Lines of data
* Start *

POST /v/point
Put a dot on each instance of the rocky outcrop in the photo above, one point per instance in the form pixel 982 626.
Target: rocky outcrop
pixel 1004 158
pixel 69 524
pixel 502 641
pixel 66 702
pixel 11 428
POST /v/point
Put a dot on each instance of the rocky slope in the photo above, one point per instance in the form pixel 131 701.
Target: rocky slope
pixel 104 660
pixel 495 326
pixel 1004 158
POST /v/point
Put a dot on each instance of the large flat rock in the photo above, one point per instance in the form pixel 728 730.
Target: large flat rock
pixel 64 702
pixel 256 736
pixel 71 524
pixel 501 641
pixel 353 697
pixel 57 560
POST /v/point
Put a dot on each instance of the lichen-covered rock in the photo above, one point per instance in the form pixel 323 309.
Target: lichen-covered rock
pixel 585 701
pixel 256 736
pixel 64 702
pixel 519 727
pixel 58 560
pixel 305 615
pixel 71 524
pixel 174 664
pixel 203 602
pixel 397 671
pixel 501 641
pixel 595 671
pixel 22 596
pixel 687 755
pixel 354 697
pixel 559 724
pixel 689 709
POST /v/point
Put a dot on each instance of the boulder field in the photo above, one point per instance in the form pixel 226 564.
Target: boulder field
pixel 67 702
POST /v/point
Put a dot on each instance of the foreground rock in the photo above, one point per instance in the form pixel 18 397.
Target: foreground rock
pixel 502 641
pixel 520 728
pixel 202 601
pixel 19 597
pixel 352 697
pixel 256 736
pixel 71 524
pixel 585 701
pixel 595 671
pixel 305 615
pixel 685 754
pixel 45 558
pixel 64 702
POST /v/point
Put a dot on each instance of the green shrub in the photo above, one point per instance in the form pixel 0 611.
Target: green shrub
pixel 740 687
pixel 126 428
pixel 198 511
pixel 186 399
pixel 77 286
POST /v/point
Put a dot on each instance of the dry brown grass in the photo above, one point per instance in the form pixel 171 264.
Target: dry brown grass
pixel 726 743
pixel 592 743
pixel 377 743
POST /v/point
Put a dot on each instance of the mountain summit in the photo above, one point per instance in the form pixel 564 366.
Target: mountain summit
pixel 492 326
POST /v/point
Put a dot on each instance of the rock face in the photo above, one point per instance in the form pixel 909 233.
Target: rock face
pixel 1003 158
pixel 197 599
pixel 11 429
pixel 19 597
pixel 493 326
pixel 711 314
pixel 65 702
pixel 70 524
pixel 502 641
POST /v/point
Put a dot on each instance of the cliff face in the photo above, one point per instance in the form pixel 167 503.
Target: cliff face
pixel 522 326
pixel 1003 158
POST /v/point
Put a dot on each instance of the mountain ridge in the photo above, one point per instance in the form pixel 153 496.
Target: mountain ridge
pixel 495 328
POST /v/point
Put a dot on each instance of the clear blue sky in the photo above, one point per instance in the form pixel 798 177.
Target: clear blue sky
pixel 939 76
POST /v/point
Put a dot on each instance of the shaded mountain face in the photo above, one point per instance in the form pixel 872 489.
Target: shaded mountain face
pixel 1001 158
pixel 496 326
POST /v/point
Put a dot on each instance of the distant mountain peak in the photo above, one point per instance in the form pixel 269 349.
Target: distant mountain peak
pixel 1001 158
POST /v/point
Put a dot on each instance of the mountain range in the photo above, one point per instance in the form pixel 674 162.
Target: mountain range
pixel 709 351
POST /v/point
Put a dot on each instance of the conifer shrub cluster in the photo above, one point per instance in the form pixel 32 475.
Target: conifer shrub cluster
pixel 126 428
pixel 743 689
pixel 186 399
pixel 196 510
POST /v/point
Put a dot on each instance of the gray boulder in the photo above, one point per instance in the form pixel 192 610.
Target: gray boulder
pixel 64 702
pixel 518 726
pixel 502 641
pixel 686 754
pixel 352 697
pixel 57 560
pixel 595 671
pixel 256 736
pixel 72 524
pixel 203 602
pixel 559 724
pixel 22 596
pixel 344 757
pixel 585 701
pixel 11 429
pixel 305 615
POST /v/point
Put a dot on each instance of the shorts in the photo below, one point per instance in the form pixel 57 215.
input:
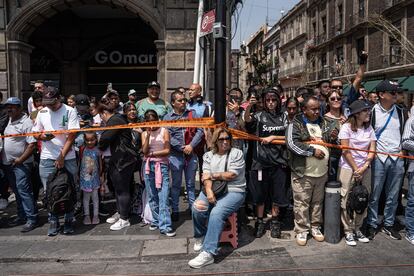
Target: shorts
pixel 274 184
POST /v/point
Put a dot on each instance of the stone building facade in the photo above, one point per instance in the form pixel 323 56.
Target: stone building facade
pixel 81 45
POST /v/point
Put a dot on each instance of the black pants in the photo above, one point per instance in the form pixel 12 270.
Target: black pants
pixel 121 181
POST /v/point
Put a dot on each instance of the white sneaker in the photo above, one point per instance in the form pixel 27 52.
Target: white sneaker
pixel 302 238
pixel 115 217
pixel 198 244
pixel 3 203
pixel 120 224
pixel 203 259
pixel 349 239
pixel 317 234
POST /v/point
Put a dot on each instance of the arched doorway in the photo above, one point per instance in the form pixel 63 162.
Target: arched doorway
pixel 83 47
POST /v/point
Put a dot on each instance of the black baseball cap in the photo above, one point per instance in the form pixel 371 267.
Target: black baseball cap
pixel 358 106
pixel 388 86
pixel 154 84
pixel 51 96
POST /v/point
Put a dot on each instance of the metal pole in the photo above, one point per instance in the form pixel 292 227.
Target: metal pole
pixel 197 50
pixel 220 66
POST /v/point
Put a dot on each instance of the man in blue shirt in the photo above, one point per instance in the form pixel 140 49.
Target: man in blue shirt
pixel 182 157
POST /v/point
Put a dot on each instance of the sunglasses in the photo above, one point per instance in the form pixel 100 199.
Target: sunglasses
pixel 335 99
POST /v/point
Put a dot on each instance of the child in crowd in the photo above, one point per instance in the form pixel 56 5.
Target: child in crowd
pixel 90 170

* End *

> **WHAT YOU ARE ASKED TO DO**
Rewrite all of the entries above, swapping "Put a dot on" for "Place a marker on" everywhere and keeping everything else the same. Omit the pictures from your answer.

> **PROBLEM SOLUTION**
POST /v/point
Place a marker on each instance of the rocky outcrop in the photo above, one point per instance in the form pixel 982 626.
Target: rocky outcrop
pixel 1004 158
pixel 69 524
pixel 502 641
pixel 66 702
pixel 11 428
POST /v/point
Place a marker on each instance of the rocky slope in the photo above, one point per instance in the form pixel 131 701.
Target: rocky slope
pixel 104 660
pixel 495 326
pixel 1004 158
POST /v/point
Place a marker on each instance of the large flat rock in the photo above, one point per instance in the form pixel 728 730.
Target: large flat rock
pixel 64 702
pixel 256 736
pixel 71 524
pixel 501 641
pixel 353 697
pixel 57 560
POST /v/point
Place a marker on each instance of the lichen-covered rock in the photo above, one point per instance in the form pixel 323 309.
Target: lichen-covered rock
pixel 585 701
pixel 256 736
pixel 64 702
pixel 519 727
pixel 58 560
pixel 305 615
pixel 71 524
pixel 174 664
pixel 203 602
pixel 397 671
pixel 501 641
pixel 595 671
pixel 22 596
pixel 687 755
pixel 354 697
pixel 559 724
pixel 689 709
POST /v/point
Place a marker on each instance of the boulder field in the photo above, one point per instance in the form pixel 226 564.
Target: boulder field
pixel 67 702
POST /v/point
Place a marker on each instance of the foreground rock in the photo above, one point per instance in the form pixel 18 397.
Target: foreground rock
pixel 502 641
pixel 520 728
pixel 202 601
pixel 19 597
pixel 352 697
pixel 256 736
pixel 71 524
pixel 585 701
pixel 595 671
pixel 305 615
pixel 685 754
pixel 45 558
pixel 64 702
POST /v/point
Place a marker on each instance of the green shrub in the photo above, one point per instance in the form pixel 0 611.
Target: green shrub
pixel 740 687
pixel 126 428
pixel 198 511
pixel 186 399
pixel 77 286
POST /v/point
Place a marker on each instance of the dry brown grass in the photo above, one point per instance in the form pixel 171 264.
Target: dry brown grass
pixel 726 743
pixel 592 743
pixel 377 743
POST /v/point
Place a marker on each instance of the mountain summit in the photo above, one point per instance in the form pixel 564 366.
Target: mountain summit
pixel 492 326
POST /v/point
Place a marker on each instance of the rock face in the photo above, one point per instance in the form pixel 909 233.
Target: rock face
pixel 1003 158
pixel 197 599
pixel 11 429
pixel 19 597
pixel 493 326
pixel 711 314
pixel 65 702
pixel 70 524
pixel 502 641
POST /v/point
Place a marker on each instance of the cliff face in the photo above, one point per instance in the form pixel 167 503.
Target: cliff face
pixel 522 326
pixel 1003 158
POST /v/point
Place a marker on each instance of the mountain ridge in the photo above, one point per instance in the form pixel 153 496.
Target: mountain ridge
pixel 495 328
POST /v/point
Place a marker on each instance of the clear blue sky in the photo above, one point per instance in the form pixel 798 177.
Target: clear blue sky
pixel 939 76
POST /v/point
Place a marker on each instance of the shaded mountain face in the photo above, one point per instance in the form pixel 872 489.
Target: shaded mountain face
pixel 1001 158
pixel 496 326
POST /v/point
Place a marker on each instance of the distant mountain peak in the photo above, one point per instance in the form pixel 269 349.
Target: distant mountain peak
pixel 1001 158
POST /v/point
Place a marker on each instance of the mountain range in the photo above, one point per instance in the form pixel 674 162.
Target: mountain range
pixel 709 351
POST /v/point
Place a marker on each instance of the conifer shrub cluster in the photo above, one point per instance in the form pixel 32 475.
Target: conifer shrub cluster
pixel 126 428
pixel 743 689
pixel 186 399
pixel 196 510
POST /v/point
Place a marker on each instance of the gray boulder in the photo above, one point per instance in the form pixel 192 610.
Target: gray boulder
pixel 64 702
pixel 518 726
pixel 502 641
pixel 686 754
pixel 352 697
pixel 57 560
pixel 595 671
pixel 256 736
pixel 72 524
pixel 203 602
pixel 559 724
pixel 22 596
pixel 344 757
pixel 585 701
pixel 11 429
pixel 305 615
POST /v/point
Place a marker on each instance of the shorts in the photo below, one point per instance in the form pixel 57 215.
input:
Target: shorts
pixel 274 184
POST /v/point
Place a marker on each instance of the stone building facade in the photo above, one point per instance in the form pixel 323 56.
Target: stone building facade
pixel 81 45
POST /v/point
Place a marker on each instance of the black pants in the photo above, one point per instance in the form pixel 12 270.
Target: black pants
pixel 121 181
POST /v/point
Place a marker on each instance of the white sneaker in the photo above, one point per instance in the form pixel 27 52.
Target: white sneaker
pixel 302 238
pixel 115 217
pixel 198 244
pixel 3 203
pixel 120 224
pixel 203 259
pixel 349 239
pixel 317 234
POST /v/point
Place a marker on each instance of the arched doorway in the photo above, one point per instance in the form pixel 63 162.
Target: arched doorway
pixel 83 47
POST /v/point
Place a marker on each instance of the black baseball cap in the photo above, one point per instance in the form pixel 371 267.
Target: black baseball cap
pixel 358 106
pixel 388 86
pixel 154 84
pixel 51 96
POST /v/point
Place a marker on each instance of the metal pole in the photo above, one point per instance in the form pixel 292 227.
Target: metal pole
pixel 197 50
pixel 220 66
POST /v/point
Place a marker on each instance of the man in blue shirt in the photo above, one point per instance in the form pixel 140 49.
Target: man in blue shirt
pixel 182 157
POST /v/point
Place a marker on each instance of the sunglasses in the photo above, one point per instance in the form pixel 100 199.
Target: sunglasses
pixel 335 99
POST /v/point
Place a marker on each instance of the child in crowd in the photo above, one point per instance in the form pixel 56 5.
Target: child in crowd
pixel 90 170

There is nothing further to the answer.